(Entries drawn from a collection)
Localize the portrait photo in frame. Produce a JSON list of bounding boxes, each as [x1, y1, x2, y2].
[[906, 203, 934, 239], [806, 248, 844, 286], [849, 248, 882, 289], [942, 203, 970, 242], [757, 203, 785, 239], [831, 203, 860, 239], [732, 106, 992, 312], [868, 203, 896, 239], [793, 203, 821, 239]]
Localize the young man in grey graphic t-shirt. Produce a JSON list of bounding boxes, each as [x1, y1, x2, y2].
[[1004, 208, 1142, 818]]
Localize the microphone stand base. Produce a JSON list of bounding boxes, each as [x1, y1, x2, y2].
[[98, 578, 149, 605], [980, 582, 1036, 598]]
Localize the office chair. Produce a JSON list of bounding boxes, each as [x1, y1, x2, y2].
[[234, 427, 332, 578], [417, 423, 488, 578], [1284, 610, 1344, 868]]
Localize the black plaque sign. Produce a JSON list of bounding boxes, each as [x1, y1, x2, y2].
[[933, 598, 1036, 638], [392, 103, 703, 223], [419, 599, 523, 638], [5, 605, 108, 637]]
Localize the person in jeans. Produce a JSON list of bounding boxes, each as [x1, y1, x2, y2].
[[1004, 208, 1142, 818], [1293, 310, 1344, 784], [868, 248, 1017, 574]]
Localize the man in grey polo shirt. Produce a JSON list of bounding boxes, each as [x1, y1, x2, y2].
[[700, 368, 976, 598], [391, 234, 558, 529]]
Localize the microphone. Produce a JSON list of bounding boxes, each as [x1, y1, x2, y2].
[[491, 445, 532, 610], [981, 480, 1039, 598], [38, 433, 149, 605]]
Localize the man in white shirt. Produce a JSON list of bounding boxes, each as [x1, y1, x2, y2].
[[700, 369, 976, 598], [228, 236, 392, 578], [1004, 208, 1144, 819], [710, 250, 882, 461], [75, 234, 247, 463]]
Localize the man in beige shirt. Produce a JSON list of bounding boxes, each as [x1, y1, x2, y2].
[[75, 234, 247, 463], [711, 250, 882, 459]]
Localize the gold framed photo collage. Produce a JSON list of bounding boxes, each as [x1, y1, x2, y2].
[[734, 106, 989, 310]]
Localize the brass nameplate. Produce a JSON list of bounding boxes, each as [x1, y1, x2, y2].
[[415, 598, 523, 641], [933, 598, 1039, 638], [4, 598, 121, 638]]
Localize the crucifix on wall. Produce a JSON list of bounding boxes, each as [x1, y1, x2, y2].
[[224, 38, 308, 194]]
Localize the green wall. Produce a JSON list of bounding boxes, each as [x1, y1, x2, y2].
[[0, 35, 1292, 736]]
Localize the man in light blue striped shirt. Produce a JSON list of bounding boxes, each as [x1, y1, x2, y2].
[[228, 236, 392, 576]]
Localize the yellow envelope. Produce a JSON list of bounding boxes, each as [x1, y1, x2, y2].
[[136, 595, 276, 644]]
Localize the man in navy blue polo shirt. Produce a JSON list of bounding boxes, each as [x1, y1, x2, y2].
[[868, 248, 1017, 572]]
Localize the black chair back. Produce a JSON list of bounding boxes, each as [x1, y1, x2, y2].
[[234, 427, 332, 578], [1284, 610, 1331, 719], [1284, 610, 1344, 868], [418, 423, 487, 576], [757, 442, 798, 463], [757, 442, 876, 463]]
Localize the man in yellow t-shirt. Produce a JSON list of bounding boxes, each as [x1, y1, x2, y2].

Given task: Retype the portion of the data above that begins with the line containing "Localize the black plaque" and ends with the line containing "234, 247, 463]]", including both of those lines.

Solution to the problem:
Localize the black plaque sign. Produce a JSON list of bounding boxes, each as [x1, y1, x2, y2].
[[933, 598, 1036, 638], [392, 103, 703, 223], [419, 599, 523, 638], [5, 605, 108, 637]]
Localize the person in jeans. Produce a JSON list of bounding boxes, each as [x1, y1, x2, y2].
[[1004, 208, 1142, 818], [1293, 310, 1344, 784], [868, 248, 1017, 574]]
Localize the man in grey polo shirt. Produce a JSON list of bounding boxes, each as [x1, y1, x2, y2].
[[700, 368, 976, 598], [391, 234, 558, 529]]
Localize the microphone. Produce a JSON list of bounding boxes, each as [x1, y1, x2, y2].
[[491, 445, 532, 610], [981, 480, 1039, 598], [38, 433, 149, 605]]
Localize the man in white shirt. Produce a JSON list of bounding boxes, each as [x1, y1, x2, y2].
[[700, 369, 976, 598], [228, 236, 392, 578], [1004, 208, 1144, 819], [710, 250, 882, 461], [75, 234, 247, 463]]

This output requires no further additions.